The problem => If a line of the data below holds the string "night", copy it.

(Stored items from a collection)
=== Begin Enclosure ===
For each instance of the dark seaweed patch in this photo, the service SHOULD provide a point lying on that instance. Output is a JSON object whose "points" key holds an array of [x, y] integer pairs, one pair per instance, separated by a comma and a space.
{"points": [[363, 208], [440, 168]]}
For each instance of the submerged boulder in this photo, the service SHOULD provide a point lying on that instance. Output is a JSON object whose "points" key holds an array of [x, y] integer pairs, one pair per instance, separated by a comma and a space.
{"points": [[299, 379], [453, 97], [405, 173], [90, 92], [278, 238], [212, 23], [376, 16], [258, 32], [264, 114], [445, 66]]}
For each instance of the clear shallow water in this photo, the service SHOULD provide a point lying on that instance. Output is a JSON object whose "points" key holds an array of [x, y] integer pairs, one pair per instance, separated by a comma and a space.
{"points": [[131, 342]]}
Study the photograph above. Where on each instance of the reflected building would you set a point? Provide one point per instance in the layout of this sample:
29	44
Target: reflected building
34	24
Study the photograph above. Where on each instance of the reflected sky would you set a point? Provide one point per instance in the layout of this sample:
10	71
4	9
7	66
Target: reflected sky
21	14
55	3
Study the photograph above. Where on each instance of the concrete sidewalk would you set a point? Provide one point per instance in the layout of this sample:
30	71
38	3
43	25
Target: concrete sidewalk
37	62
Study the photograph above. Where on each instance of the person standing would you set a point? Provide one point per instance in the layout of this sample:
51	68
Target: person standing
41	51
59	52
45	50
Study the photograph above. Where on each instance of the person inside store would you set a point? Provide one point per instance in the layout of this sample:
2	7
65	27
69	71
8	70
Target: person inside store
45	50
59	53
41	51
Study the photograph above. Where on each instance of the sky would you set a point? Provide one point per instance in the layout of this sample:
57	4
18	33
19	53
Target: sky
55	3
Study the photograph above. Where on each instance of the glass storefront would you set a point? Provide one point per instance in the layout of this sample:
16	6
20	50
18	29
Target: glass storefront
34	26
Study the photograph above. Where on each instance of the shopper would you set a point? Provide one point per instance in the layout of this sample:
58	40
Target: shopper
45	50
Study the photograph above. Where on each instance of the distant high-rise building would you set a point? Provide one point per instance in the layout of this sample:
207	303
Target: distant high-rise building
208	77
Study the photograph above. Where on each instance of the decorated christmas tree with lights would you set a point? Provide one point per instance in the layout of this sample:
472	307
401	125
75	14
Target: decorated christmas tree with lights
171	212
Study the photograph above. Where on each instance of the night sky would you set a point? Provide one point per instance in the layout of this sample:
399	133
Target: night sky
=== End Enclosure ===
Solution =>
Study the photograph above. Where on each instance of the night sky would you set a point? Provide one point per instance in the layout of this sample:
Target: night sky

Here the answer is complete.